DOCUMENT TEXT:
++++++++++++++++++++

This is a compilation of quotes from Gary Gygax regarding J. Eric Holmes and his work on the D&D Basic Set.
The time period ranges from 1977 (the year the Basic Set was first published) to the last year of Gary's life.
"Two years ago we determined to revise the whole of D&D in order to clean up the errors and fill in the holes. The project is a long and complicated one, a task not accomplished overnight. Some players have impatiently demanded immediate release of such material, but we are not about to step into that mess again — D&D originally came out as it did because of demands of those who had tested it and fallen in love with the concept.“Basic” D&D was the first step, and the release of ADVANCED DUNGEONS & DRAGONS, MONSTER MANUAL is the next. I am personally developing the next two volumes, and perhaps they will be ready for release in summer." (Dragon #11, pg 5, guest editorial)

++++++++++++++++++++

Point annotation records:
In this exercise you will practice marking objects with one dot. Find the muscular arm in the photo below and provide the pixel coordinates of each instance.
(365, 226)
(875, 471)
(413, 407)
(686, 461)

++++++++++++++++++++

TASKS TO PERFORM:
1. In the Gygax quotes compilation, what release does Gygax name as the next step after "Basic" D&D?
2. Please pick up the Gygax quotes compilation after its last sentence and continue it.

TASK-BY-TASK RESULTS:
1. ADVANCED DUNGEONS & DRAGONS, MONSTER MANUAL.

2.
“Help in the form of ideas, suggestions or even actual work for us as J. Eric Holmes did for us is always welcome." (same, pg 6)
“Organizational work was in progress when correspondence with J. Eric Holmes, professor, author and incidentally a respected neurologist, disclosed that the Good Doctor was interested in undertaking the first stage of the project — the rewriting and editing necessary to extract a beginner’s set of D&D from the basic set and its supplements. The result of his labors is the “Basic Set” of D&D”. (Dragon #14, May 1978, Sorcerer's Scroll column titled "D&D relationships, the parts and the whole")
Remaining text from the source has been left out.